● **Input for this task**:
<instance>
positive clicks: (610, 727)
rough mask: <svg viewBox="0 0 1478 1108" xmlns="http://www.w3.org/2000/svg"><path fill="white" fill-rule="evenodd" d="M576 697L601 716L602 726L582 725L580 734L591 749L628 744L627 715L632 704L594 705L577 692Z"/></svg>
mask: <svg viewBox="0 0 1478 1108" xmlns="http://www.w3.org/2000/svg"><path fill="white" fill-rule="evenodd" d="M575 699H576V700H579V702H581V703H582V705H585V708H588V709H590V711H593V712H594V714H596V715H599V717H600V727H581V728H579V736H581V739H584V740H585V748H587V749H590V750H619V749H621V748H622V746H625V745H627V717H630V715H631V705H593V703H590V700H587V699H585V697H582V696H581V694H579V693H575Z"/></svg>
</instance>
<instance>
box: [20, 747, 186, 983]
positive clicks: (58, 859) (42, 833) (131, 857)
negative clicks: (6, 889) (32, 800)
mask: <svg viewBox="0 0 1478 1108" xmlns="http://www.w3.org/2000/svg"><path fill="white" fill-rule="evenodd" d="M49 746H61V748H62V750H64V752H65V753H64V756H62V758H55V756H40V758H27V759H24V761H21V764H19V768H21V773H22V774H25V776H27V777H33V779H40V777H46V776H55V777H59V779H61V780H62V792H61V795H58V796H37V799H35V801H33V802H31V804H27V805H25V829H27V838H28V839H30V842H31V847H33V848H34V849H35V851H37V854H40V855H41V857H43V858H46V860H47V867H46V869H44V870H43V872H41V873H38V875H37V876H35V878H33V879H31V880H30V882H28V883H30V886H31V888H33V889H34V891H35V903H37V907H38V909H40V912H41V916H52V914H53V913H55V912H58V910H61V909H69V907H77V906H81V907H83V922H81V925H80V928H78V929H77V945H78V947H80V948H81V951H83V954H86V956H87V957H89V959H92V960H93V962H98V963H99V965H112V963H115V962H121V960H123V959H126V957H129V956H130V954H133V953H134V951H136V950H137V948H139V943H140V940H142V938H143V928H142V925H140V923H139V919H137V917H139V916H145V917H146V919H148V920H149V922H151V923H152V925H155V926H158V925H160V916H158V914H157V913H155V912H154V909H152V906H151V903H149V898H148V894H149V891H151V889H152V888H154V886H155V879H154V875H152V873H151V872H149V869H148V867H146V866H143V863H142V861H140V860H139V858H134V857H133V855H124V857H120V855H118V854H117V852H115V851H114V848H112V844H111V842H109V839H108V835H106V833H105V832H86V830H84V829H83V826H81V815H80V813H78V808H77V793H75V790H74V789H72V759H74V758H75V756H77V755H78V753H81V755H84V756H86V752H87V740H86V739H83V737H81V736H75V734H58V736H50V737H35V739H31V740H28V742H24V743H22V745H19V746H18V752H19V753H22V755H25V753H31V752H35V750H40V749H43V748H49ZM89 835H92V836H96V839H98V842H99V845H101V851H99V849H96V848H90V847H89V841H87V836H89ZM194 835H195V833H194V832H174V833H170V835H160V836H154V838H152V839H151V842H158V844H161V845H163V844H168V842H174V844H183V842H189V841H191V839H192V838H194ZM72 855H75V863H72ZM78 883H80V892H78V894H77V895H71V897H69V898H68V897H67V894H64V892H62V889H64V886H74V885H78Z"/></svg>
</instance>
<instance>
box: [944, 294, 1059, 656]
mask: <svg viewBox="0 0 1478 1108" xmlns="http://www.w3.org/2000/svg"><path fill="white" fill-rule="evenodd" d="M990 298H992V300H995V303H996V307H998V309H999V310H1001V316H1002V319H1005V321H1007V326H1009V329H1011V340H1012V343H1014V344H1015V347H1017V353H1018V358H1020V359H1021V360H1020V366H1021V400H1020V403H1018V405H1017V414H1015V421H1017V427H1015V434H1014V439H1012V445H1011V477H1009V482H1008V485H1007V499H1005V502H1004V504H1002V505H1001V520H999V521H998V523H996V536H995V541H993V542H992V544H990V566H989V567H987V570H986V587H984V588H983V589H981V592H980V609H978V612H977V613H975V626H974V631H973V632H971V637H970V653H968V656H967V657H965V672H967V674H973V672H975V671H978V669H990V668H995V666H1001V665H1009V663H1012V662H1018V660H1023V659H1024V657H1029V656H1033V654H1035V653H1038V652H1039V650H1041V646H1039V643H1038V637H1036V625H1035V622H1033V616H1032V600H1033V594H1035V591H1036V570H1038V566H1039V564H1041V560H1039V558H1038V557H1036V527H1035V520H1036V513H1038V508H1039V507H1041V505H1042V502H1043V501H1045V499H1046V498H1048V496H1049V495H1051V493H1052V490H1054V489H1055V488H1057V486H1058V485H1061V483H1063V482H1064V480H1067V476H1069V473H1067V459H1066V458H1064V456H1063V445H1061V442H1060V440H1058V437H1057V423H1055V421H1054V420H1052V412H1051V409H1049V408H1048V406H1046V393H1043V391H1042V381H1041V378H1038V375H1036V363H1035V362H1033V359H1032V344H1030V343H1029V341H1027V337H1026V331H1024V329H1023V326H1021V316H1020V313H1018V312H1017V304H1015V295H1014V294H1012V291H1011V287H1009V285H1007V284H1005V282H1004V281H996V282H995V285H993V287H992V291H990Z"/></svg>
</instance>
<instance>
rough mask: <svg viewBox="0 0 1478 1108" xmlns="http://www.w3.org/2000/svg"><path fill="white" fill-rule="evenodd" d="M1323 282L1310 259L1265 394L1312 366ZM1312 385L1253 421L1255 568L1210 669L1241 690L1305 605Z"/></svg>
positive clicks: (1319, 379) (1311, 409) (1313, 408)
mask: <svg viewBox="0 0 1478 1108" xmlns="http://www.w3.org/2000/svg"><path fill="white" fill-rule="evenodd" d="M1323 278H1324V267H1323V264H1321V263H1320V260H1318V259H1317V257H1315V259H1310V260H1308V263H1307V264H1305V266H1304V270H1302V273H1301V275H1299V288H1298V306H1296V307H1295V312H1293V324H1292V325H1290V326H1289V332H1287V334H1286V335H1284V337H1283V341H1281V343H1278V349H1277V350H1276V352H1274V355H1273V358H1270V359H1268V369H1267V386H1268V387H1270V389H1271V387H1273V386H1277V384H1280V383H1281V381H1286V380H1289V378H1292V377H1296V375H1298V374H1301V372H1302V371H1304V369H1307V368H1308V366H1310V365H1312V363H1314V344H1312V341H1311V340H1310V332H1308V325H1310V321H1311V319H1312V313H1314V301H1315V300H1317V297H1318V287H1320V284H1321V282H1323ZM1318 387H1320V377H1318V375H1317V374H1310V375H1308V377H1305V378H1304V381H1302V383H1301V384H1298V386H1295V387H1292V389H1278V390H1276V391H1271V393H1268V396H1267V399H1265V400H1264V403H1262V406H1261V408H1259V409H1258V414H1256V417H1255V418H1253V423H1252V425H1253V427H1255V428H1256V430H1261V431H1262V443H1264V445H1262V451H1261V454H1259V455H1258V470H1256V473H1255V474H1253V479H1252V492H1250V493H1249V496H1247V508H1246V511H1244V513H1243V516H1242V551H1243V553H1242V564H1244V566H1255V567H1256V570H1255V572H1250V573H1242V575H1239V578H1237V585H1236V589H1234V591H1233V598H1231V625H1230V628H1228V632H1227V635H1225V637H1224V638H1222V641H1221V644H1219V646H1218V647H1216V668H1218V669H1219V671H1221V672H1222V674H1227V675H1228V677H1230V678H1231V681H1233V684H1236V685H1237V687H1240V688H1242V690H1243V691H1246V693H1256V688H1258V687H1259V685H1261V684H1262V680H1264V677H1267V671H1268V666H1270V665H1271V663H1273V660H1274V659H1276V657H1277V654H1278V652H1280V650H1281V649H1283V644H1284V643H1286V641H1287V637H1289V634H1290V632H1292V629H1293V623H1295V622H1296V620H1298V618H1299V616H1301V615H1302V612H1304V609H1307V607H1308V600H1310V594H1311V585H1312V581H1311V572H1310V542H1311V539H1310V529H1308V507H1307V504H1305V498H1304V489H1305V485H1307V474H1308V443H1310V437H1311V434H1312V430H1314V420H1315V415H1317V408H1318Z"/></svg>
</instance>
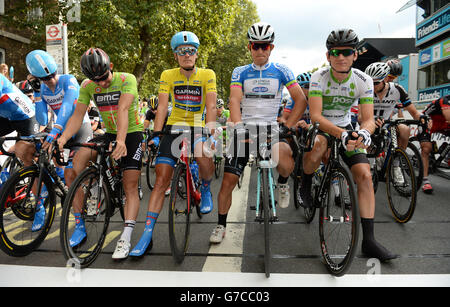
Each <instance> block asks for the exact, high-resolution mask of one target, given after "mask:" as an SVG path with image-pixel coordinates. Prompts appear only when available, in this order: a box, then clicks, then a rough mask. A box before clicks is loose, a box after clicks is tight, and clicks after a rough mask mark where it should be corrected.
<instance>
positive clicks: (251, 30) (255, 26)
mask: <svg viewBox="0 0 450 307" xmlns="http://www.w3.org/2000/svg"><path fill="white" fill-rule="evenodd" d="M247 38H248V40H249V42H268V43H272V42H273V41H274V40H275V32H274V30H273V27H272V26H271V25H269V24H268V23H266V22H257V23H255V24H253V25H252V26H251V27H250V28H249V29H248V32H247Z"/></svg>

--

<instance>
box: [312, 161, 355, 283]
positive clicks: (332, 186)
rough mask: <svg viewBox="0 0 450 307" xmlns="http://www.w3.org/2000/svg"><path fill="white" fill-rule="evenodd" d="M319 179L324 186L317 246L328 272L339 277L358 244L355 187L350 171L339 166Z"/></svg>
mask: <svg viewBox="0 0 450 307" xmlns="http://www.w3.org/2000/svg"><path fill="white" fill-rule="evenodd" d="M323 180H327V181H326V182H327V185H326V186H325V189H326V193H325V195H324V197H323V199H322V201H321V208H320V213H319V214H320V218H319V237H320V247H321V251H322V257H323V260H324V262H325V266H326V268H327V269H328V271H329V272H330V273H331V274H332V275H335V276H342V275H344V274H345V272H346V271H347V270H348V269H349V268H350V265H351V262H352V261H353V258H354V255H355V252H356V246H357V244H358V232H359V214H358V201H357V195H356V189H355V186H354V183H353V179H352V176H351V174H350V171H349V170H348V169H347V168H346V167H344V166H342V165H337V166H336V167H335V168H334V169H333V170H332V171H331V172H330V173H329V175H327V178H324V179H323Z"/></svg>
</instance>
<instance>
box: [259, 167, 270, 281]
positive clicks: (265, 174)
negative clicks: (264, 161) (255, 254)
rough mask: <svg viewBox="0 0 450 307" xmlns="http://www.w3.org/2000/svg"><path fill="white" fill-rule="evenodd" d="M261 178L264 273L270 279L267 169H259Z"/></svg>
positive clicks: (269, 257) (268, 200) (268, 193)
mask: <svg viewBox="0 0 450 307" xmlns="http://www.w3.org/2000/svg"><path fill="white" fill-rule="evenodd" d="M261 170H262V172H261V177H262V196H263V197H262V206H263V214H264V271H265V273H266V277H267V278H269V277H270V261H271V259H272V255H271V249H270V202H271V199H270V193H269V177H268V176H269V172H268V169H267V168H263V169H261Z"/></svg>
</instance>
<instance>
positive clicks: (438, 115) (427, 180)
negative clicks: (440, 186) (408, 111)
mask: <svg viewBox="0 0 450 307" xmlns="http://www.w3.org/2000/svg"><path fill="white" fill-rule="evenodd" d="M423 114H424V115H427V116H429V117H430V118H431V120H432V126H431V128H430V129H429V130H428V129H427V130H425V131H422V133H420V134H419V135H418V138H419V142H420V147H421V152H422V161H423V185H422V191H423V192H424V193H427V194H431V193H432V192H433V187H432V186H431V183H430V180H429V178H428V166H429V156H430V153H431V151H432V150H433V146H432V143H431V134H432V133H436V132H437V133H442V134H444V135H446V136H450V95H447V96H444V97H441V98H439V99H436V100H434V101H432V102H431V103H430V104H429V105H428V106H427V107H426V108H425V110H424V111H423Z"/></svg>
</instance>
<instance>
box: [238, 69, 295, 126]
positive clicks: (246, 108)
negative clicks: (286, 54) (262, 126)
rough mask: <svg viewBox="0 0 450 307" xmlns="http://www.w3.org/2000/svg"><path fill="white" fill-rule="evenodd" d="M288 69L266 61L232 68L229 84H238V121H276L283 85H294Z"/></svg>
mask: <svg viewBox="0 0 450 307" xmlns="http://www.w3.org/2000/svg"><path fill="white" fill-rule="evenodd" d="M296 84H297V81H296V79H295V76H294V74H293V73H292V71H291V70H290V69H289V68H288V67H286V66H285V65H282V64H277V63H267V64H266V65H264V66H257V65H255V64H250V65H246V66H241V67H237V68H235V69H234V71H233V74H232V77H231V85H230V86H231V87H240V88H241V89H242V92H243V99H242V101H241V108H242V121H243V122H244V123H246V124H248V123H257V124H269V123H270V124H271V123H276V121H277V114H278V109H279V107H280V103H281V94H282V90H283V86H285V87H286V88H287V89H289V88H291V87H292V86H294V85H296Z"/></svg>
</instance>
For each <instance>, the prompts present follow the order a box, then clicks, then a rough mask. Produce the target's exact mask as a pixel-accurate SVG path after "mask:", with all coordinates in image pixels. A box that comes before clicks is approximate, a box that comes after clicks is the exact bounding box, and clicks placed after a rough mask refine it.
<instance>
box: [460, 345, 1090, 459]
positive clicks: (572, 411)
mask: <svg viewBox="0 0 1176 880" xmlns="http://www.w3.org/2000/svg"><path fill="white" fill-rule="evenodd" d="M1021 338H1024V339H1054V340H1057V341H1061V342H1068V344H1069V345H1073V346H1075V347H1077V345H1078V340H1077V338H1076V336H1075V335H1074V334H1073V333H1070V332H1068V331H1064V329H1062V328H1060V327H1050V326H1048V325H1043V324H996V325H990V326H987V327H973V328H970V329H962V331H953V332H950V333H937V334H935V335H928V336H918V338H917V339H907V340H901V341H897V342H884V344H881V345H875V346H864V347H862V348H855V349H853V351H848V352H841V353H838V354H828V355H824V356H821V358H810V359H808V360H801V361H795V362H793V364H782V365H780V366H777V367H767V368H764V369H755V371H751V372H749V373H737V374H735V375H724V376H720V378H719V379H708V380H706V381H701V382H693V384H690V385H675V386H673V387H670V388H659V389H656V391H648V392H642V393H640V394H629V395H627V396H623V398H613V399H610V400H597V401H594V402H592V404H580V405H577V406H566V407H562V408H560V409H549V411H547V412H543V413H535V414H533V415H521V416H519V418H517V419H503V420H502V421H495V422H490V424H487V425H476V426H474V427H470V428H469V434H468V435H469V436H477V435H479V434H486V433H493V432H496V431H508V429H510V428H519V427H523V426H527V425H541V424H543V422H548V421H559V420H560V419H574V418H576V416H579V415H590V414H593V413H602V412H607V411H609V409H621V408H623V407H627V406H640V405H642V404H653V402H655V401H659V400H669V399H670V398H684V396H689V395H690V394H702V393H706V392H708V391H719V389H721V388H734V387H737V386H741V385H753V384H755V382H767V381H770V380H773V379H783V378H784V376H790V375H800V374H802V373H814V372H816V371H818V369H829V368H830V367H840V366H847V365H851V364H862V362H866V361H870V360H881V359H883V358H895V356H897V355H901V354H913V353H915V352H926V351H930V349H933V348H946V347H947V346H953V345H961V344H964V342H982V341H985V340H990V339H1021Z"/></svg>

● **Activity**:
Each line of the listing that contains the word "order" must be copied.

● **Result of the task**:
Each <instance> block asks for the exact, high-resolution mask of one target, given after "mask:" as an SVG path with image-pixel coordinates. Prompts appear only when available, in this order: a box, then clicks, then a rough mask. A box before clicks is loose, a box after clicks is tight, and clicks after a rough mask mark where it should be corrected.
For each <instance>, the prompts present follow the order a box, then clicks, then a rough mask. Produce the target's exact mask as a pixel-accurate SVG path after "mask:", with all coordinates in image pixels. A box that comes before clicks is approximate, a box that comes after clicks is the exact bounding box, and clicks placed after a rough mask refine it.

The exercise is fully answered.